_What you need to do_. Gather all lines in the entries below that include the word "dark".

══ Records for the exercise

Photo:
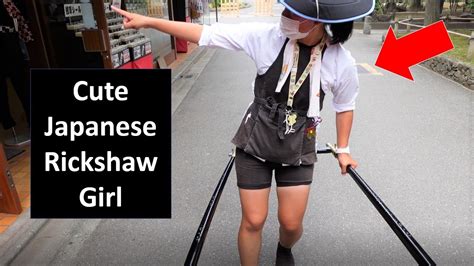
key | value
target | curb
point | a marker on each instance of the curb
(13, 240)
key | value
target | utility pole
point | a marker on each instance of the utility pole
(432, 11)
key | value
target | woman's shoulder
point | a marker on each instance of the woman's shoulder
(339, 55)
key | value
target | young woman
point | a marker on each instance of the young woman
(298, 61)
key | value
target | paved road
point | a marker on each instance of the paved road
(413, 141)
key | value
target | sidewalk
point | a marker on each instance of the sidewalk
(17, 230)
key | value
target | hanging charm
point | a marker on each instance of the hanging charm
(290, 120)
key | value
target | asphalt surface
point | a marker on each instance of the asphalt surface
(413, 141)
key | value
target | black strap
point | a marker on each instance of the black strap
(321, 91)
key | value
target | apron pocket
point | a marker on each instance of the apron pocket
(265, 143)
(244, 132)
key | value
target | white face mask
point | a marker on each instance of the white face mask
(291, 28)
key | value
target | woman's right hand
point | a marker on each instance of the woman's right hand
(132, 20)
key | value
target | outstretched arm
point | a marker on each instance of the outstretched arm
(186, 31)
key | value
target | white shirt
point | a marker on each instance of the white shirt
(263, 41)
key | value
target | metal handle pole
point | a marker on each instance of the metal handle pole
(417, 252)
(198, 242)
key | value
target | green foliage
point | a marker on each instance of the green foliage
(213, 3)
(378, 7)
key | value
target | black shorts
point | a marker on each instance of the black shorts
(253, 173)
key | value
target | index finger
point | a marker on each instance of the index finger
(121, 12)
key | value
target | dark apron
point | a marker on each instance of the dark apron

════

_Solution_.
target | dark apron
point | a marker on each instance of the dark apron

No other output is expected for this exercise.